--- START DATA TO PROCESS ---

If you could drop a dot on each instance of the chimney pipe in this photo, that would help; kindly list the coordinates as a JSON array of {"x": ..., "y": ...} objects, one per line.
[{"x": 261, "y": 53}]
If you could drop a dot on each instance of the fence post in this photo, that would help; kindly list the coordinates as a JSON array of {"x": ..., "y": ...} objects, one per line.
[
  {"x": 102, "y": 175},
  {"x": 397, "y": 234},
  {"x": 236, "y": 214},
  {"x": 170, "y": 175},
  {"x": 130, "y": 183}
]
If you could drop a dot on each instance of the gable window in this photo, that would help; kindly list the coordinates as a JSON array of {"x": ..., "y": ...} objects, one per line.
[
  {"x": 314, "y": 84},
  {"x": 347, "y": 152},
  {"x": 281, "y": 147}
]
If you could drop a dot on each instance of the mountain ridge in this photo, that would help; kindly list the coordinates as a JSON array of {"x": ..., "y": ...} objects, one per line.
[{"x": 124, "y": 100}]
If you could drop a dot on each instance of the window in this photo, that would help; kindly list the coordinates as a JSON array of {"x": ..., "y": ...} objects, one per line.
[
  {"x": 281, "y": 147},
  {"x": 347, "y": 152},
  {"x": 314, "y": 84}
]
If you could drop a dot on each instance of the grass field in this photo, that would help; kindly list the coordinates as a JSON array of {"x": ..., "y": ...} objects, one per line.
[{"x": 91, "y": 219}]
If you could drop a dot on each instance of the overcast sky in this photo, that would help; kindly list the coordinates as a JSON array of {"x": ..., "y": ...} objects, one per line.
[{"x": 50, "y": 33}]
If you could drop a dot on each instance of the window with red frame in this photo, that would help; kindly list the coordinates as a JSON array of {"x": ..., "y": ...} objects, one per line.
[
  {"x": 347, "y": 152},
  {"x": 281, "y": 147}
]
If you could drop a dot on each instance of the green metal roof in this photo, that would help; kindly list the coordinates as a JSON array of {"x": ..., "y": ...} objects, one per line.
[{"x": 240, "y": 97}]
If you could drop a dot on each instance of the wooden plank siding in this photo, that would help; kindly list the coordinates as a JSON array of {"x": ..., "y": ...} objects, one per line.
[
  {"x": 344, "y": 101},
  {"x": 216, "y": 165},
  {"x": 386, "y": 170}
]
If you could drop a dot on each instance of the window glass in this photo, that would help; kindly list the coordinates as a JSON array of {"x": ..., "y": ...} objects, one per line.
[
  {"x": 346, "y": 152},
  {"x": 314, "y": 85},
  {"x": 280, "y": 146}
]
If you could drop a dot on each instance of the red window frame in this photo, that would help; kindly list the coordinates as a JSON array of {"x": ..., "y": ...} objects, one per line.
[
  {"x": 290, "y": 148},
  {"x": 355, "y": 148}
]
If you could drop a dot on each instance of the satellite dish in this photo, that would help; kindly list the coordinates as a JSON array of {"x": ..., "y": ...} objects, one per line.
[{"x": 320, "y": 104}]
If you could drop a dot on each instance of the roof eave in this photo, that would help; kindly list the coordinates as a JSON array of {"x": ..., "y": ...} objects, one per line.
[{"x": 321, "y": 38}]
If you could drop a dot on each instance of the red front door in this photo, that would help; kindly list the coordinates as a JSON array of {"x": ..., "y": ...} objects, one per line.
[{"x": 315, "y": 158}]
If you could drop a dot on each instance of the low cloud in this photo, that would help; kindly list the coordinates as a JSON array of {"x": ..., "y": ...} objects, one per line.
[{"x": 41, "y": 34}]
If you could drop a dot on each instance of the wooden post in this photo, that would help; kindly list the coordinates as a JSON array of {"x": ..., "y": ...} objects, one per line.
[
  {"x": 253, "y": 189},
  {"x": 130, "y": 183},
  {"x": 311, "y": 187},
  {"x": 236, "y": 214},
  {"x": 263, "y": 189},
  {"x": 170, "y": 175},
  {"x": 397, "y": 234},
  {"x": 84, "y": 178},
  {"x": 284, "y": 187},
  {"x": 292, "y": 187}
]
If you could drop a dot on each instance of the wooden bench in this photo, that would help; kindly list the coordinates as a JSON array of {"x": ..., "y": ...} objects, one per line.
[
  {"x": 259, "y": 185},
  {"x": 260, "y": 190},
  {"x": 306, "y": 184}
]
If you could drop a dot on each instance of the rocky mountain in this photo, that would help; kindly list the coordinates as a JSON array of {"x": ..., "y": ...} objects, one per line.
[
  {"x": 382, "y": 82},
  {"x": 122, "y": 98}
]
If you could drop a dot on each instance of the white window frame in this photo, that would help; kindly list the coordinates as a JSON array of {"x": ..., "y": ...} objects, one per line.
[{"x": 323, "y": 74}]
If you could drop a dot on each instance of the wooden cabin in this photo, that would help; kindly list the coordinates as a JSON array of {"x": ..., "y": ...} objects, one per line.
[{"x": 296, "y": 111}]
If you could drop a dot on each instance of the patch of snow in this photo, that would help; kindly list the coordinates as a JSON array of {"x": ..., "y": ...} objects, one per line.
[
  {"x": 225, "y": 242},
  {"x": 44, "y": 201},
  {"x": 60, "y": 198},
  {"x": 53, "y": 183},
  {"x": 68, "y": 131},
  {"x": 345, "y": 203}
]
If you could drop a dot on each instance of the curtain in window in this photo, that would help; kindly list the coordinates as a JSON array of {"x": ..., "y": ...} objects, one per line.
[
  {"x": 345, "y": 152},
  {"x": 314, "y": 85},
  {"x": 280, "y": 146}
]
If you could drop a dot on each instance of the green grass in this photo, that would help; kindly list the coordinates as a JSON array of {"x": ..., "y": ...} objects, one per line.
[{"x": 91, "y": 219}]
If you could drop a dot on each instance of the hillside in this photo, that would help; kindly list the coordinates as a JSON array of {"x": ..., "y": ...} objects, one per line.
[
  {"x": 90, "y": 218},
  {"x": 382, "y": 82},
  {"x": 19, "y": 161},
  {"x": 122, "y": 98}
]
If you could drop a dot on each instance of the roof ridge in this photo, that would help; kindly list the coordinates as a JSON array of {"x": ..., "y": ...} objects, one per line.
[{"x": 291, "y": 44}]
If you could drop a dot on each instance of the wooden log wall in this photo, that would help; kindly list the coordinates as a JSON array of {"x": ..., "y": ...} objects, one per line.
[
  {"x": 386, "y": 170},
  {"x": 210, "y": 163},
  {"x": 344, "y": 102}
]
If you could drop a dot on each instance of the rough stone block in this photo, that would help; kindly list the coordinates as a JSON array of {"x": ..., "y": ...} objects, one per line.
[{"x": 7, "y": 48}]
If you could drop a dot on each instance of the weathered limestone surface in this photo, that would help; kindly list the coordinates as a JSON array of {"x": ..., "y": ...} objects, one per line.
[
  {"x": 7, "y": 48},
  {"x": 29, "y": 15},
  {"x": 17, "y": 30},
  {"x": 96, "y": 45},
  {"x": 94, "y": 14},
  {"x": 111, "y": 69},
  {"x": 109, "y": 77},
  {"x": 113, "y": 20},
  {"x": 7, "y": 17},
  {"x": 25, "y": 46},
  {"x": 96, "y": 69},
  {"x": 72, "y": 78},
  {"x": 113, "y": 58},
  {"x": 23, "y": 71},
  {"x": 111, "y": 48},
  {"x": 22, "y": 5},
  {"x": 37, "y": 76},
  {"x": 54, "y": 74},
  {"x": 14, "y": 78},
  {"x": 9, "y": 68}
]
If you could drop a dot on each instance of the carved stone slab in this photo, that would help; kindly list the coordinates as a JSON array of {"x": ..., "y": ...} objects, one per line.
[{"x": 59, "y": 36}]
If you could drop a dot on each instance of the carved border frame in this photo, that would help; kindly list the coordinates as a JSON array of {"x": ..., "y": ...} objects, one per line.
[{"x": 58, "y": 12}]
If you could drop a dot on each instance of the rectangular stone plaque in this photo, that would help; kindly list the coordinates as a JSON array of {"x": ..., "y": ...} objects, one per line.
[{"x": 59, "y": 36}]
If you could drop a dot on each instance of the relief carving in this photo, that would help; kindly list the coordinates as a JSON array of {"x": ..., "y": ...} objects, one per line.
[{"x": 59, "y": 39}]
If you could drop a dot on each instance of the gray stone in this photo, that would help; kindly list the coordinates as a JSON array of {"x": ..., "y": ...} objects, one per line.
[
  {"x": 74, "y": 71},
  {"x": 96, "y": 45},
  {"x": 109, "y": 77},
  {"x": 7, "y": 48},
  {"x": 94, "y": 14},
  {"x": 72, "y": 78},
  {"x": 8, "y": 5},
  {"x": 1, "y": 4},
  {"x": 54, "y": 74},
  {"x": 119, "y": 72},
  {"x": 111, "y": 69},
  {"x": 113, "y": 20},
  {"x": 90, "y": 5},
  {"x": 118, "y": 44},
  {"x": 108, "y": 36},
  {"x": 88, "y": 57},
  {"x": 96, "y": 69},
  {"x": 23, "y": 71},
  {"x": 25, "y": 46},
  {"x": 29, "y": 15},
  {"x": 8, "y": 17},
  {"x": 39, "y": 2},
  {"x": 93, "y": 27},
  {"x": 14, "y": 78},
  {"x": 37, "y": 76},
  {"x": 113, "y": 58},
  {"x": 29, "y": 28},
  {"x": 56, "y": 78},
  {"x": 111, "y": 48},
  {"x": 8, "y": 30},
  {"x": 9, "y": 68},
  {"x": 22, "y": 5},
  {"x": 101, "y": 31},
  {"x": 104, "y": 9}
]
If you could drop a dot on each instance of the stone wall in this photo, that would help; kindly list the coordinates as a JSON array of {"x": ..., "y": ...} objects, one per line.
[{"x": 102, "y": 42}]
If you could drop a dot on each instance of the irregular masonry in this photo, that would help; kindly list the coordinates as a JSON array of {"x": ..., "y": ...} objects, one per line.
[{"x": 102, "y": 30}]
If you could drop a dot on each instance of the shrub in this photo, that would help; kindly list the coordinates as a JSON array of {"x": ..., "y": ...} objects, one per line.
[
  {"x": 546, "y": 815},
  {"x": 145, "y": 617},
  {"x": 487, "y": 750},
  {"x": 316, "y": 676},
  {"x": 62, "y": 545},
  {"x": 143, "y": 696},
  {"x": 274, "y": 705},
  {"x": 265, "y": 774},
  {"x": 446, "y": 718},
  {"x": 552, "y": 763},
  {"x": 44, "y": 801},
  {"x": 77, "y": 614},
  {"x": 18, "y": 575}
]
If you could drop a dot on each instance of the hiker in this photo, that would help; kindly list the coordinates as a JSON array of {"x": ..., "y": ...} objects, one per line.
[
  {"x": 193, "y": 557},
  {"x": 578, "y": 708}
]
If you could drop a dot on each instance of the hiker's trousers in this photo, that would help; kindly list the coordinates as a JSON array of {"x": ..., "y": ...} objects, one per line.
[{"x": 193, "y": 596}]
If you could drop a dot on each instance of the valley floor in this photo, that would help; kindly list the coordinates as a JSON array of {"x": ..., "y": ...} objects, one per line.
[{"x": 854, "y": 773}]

--- END DATA TO PROCESS ---

- _INSTRUCTION_: Copy the data again, starting at the line that contains "the hiker in" and ending at the end of the data, with "dot" replaced by "marker" and nothing else changed.

- _RIGHT ANSWER_:
If you could drop a marker on each instance of the hiker in this photo, that would help; kindly list the coordinates as a JSON array of {"x": ..., "y": ...} objects, one per line.
[
  {"x": 193, "y": 557},
  {"x": 578, "y": 708}
]
If you could drop a marker on each instance of the hiker's trousers in this photo, that would help; kindly list the coordinates as a JSON array of {"x": ..., "y": ...} objects, one per line.
[{"x": 193, "y": 596}]
If you could drop a marker on each instance of the valley floor in this photo, that would help; kindly list the coordinates as a JSON array of {"x": ..., "y": ...} objects, one per line.
[{"x": 854, "y": 773}]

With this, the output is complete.